[Image object location entries]
▽

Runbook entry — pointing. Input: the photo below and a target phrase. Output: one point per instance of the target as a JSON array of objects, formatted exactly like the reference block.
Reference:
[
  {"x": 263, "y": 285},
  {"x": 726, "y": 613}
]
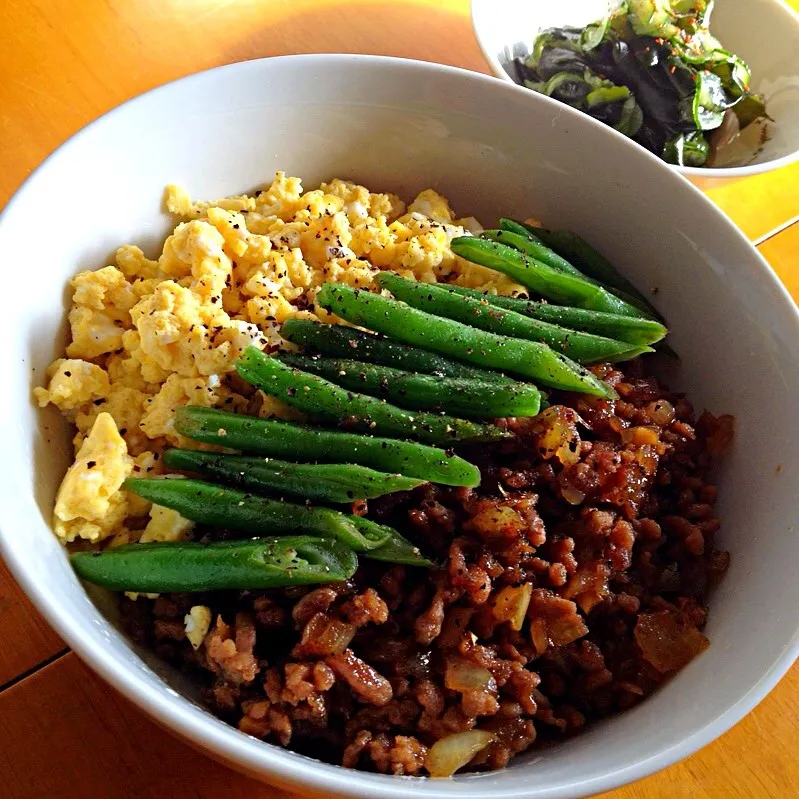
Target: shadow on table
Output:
[{"x": 401, "y": 28}]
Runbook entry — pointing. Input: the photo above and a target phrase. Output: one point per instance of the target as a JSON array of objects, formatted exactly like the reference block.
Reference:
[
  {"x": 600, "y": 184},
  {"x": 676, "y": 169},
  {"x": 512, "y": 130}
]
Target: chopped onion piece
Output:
[
  {"x": 511, "y": 604},
  {"x": 449, "y": 754},
  {"x": 463, "y": 675}
]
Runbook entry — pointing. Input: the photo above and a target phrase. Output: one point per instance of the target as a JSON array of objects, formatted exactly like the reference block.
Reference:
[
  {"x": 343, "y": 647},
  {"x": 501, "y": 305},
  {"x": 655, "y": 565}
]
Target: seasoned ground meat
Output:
[{"x": 571, "y": 584}]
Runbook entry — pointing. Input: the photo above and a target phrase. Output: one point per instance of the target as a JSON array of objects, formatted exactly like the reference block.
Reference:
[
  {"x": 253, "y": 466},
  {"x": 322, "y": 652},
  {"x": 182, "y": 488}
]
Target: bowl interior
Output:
[
  {"x": 493, "y": 149},
  {"x": 765, "y": 33}
]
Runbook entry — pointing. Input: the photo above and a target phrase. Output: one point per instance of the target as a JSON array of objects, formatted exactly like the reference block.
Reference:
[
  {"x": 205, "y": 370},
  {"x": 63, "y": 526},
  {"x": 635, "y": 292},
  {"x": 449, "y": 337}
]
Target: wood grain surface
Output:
[{"x": 62, "y": 64}]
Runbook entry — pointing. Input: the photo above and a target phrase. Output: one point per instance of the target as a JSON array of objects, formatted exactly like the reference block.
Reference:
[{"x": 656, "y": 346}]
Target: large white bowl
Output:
[
  {"x": 765, "y": 33},
  {"x": 494, "y": 149}
]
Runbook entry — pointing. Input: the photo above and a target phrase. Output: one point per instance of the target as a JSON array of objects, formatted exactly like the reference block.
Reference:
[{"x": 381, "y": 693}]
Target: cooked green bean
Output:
[
  {"x": 348, "y": 342},
  {"x": 323, "y": 482},
  {"x": 244, "y": 565},
  {"x": 587, "y": 259},
  {"x": 442, "y": 301},
  {"x": 626, "y": 328},
  {"x": 470, "y": 399},
  {"x": 333, "y": 405},
  {"x": 399, "y": 550},
  {"x": 560, "y": 287},
  {"x": 525, "y": 358},
  {"x": 521, "y": 239},
  {"x": 299, "y": 442},
  {"x": 395, "y": 549},
  {"x": 593, "y": 264},
  {"x": 219, "y": 506}
]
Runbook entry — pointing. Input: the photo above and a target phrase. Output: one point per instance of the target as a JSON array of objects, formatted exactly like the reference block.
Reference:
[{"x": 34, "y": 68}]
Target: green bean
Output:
[
  {"x": 559, "y": 287},
  {"x": 528, "y": 359},
  {"x": 592, "y": 264},
  {"x": 322, "y": 482},
  {"x": 588, "y": 260},
  {"x": 245, "y": 565},
  {"x": 526, "y": 241},
  {"x": 399, "y": 550},
  {"x": 229, "y": 508},
  {"x": 627, "y": 328},
  {"x": 349, "y": 342},
  {"x": 521, "y": 239},
  {"x": 331, "y": 404},
  {"x": 281, "y": 439},
  {"x": 467, "y": 398},
  {"x": 442, "y": 301}
]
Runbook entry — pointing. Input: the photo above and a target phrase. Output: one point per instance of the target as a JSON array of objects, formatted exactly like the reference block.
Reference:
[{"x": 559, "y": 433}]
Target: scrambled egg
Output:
[
  {"x": 89, "y": 503},
  {"x": 166, "y": 525},
  {"x": 152, "y": 335}
]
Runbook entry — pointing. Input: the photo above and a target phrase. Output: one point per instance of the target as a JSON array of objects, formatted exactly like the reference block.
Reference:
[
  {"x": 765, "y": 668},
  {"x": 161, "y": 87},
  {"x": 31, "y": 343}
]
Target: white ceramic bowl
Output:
[
  {"x": 765, "y": 33},
  {"x": 494, "y": 149}
]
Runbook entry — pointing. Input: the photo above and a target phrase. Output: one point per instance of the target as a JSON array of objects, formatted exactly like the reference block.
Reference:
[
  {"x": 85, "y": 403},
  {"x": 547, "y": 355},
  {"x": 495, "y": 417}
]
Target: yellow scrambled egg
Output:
[{"x": 152, "y": 335}]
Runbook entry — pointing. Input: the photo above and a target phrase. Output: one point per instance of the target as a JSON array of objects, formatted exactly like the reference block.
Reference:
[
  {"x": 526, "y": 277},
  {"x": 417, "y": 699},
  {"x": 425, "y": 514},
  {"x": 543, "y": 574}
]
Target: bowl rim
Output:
[
  {"x": 479, "y": 7},
  {"x": 281, "y": 766}
]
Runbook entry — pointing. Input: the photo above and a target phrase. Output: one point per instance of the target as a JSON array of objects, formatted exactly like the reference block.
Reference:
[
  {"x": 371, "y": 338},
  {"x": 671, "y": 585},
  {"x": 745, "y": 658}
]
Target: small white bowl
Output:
[
  {"x": 765, "y": 33},
  {"x": 494, "y": 149}
]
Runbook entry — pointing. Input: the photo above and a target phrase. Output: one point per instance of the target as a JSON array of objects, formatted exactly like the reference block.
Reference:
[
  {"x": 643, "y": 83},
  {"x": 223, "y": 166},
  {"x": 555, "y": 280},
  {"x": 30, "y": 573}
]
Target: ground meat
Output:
[
  {"x": 229, "y": 653},
  {"x": 571, "y": 584}
]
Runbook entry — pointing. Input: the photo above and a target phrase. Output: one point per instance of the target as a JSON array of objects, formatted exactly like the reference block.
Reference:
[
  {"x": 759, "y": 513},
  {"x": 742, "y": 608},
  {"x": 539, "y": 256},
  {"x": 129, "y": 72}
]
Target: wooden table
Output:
[{"x": 64, "y": 733}]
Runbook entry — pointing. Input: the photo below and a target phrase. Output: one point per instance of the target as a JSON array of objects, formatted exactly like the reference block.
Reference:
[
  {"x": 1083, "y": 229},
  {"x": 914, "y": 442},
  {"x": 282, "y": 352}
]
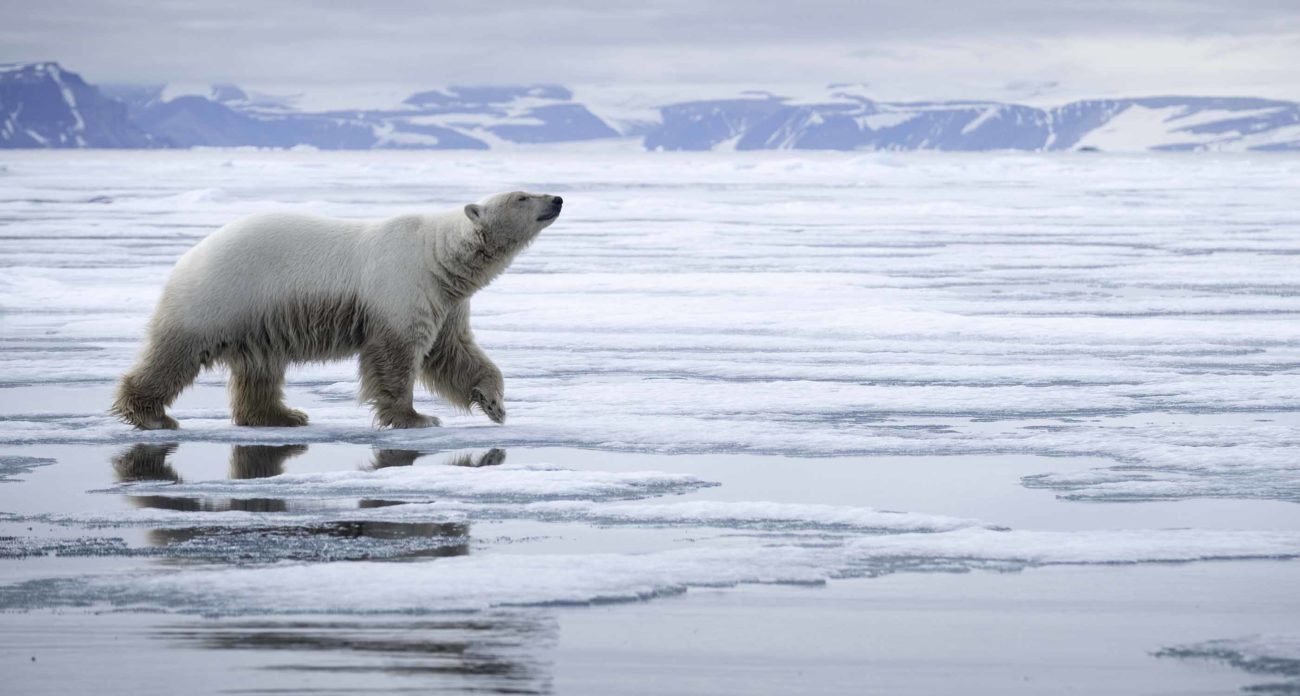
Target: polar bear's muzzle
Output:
[{"x": 557, "y": 203}]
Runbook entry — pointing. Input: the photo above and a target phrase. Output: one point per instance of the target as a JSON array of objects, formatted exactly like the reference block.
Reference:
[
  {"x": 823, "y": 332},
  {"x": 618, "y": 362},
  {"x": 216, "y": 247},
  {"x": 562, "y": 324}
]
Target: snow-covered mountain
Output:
[
  {"x": 44, "y": 106},
  {"x": 850, "y": 121},
  {"x": 450, "y": 119}
]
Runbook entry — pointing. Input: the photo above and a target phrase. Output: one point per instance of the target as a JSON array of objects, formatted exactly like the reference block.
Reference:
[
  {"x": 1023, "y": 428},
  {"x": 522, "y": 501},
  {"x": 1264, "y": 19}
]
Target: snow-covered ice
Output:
[{"x": 1130, "y": 323}]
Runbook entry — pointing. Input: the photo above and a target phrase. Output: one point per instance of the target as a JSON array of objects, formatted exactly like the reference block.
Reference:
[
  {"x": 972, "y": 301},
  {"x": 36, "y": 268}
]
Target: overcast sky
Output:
[{"x": 1036, "y": 50}]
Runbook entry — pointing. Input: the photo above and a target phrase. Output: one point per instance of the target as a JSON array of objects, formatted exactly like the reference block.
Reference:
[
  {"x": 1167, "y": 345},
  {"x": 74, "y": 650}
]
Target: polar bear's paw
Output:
[
  {"x": 490, "y": 403},
  {"x": 407, "y": 420},
  {"x": 273, "y": 418}
]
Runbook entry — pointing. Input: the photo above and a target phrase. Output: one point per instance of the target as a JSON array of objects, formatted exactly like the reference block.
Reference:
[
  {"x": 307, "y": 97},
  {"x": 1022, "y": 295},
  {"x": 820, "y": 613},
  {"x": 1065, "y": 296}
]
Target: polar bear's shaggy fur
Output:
[{"x": 277, "y": 289}]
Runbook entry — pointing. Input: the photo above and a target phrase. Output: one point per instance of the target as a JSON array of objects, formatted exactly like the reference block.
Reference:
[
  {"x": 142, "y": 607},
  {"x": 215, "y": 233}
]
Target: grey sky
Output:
[{"x": 904, "y": 48}]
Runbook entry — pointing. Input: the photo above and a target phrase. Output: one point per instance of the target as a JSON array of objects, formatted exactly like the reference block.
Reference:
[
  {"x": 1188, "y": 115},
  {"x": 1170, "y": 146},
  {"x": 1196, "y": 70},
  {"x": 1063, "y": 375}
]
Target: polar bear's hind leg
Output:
[{"x": 168, "y": 366}]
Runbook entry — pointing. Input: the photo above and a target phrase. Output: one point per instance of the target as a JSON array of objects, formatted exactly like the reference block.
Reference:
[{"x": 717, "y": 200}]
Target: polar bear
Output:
[{"x": 276, "y": 289}]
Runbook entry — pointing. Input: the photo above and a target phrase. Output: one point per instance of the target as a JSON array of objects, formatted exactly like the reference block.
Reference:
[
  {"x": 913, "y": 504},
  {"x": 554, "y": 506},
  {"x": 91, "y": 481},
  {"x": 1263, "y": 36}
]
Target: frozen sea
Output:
[{"x": 880, "y": 423}]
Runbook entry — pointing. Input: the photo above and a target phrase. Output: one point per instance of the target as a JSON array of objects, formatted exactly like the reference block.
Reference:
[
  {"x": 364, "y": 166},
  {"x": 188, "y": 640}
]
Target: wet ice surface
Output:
[{"x": 727, "y": 376}]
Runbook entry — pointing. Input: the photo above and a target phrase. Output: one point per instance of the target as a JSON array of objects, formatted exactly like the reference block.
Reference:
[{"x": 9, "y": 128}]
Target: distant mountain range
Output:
[{"x": 44, "y": 106}]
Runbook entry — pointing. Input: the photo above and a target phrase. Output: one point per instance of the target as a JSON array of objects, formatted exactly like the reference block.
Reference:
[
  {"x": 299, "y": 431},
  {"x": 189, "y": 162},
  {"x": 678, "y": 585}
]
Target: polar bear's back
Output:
[{"x": 252, "y": 264}]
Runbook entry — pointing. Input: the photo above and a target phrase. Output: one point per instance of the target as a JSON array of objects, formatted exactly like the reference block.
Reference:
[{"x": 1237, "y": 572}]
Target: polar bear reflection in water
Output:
[{"x": 329, "y": 539}]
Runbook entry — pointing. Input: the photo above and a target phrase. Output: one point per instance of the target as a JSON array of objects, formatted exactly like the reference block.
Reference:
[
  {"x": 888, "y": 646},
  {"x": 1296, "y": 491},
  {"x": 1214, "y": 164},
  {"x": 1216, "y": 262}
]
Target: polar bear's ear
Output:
[{"x": 475, "y": 214}]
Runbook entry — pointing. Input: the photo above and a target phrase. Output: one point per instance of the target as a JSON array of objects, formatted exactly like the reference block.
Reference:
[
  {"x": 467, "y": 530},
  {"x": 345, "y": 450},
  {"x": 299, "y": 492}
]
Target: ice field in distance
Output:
[{"x": 1122, "y": 329}]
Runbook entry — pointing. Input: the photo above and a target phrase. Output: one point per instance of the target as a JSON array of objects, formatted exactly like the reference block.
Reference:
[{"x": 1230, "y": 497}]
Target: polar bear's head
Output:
[{"x": 515, "y": 217}]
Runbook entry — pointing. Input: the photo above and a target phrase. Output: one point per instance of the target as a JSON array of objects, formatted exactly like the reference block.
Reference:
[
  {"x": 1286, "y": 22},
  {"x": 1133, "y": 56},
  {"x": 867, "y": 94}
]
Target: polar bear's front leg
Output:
[
  {"x": 460, "y": 372},
  {"x": 388, "y": 384}
]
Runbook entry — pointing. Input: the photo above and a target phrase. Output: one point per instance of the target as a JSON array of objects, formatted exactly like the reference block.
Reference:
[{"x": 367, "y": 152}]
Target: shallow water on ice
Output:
[{"x": 722, "y": 372}]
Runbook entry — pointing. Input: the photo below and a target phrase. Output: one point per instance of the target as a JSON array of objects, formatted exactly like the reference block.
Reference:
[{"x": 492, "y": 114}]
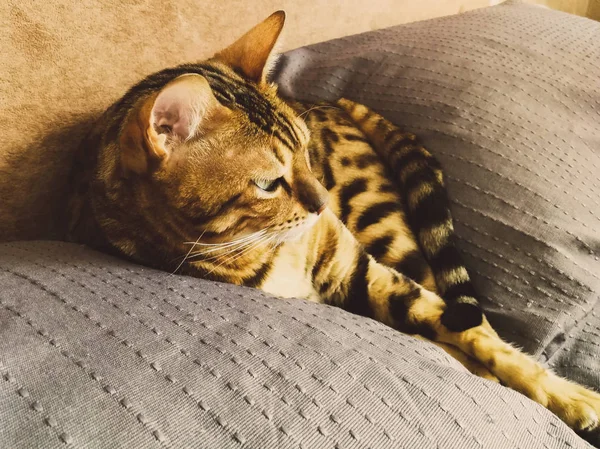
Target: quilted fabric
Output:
[
  {"x": 99, "y": 353},
  {"x": 508, "y": 99}
]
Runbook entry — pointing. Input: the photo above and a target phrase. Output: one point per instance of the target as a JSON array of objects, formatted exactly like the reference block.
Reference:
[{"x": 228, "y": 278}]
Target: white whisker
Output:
[{"x": 186, "y": 256}]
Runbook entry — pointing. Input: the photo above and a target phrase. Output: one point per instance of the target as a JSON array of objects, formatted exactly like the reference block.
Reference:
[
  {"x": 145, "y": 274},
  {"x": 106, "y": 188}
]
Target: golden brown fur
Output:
[{"x": 203, "y": 169}]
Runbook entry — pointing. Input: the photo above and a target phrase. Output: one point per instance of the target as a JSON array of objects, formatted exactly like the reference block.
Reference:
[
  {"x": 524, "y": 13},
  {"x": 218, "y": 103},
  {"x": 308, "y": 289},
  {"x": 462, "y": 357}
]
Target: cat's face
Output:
[
  {"x": 224, "y": 170},
  {"x": 236, "y": 179}
]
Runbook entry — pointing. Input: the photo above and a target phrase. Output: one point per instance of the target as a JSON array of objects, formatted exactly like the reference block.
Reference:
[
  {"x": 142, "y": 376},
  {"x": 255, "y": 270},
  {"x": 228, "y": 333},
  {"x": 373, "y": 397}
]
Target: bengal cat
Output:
[{"x": 203, "y": 169}]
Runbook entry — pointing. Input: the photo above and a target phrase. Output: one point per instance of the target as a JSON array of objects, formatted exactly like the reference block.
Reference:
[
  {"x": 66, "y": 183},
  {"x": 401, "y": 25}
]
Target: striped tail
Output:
[{"x": 427, "y": 207}]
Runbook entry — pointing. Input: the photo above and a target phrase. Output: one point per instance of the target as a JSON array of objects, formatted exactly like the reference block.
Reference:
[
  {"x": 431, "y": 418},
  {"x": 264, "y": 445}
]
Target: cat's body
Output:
[{"x": 204, "y": 170}]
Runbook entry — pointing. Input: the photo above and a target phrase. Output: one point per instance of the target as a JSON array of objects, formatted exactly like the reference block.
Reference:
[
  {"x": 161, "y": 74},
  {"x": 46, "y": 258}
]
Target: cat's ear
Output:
[
  {"x": 184, "y": 108},
  {"x": 253, "y": 53}
]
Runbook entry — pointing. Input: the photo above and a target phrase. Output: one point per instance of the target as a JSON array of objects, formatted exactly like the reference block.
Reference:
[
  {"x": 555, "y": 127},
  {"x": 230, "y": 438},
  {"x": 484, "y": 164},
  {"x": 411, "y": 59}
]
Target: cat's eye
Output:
[{"x": 268, "y": 185}]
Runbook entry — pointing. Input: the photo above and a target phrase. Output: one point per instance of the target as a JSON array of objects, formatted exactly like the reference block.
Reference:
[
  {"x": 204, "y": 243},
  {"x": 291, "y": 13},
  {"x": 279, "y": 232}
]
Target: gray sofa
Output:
[{"x": 96, "y": 352}]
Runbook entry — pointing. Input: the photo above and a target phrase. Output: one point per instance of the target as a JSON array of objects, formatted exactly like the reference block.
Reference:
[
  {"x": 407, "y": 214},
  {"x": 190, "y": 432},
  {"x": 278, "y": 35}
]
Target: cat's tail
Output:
[{"x": 420, "y": 180}]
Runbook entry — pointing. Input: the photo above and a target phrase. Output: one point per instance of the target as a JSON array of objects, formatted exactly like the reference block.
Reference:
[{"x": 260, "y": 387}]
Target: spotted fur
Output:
[{"x": 203, "y": 169}]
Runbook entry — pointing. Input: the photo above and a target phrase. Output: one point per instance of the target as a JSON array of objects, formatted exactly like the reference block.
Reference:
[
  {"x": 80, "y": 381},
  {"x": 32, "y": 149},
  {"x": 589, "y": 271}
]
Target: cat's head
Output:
[{"x": 213, "y": 151}]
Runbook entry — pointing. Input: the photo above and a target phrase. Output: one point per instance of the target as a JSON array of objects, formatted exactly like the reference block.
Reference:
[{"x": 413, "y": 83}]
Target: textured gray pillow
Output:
[
  {"x": 508, "y": 99},
  {"x": 96, "y": 352}
]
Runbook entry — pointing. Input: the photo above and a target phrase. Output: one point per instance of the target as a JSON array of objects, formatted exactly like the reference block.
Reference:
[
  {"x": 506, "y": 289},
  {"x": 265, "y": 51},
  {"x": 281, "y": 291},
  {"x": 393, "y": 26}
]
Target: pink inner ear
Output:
[{"x": 173, "y": 108}]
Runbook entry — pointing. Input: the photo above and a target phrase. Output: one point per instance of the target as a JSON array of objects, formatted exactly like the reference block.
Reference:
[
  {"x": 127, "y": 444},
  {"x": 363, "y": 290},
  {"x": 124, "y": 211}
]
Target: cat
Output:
[{"x": 203, "y": 169}]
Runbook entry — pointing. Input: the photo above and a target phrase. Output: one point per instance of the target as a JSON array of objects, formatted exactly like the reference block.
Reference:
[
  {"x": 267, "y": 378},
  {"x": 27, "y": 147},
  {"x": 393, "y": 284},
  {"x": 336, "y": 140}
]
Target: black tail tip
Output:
[{"x": 461, "y": 316}]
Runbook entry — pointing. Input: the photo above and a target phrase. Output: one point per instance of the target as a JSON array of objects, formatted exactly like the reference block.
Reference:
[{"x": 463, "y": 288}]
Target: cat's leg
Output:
[{"x": 346, "y": 276}]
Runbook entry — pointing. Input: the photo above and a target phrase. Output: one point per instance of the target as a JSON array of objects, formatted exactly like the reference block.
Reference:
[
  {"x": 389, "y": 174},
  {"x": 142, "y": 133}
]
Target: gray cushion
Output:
[
  {"x": 96, "y": 352},
  {"x": 508, "y": 99}
]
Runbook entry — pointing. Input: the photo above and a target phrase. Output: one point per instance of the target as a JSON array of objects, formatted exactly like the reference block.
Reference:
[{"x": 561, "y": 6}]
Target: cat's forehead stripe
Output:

△

- What to do -
Tally the lines in the rows above that contain the string "gray", matching case exactly, and give only the number.

- Result -
3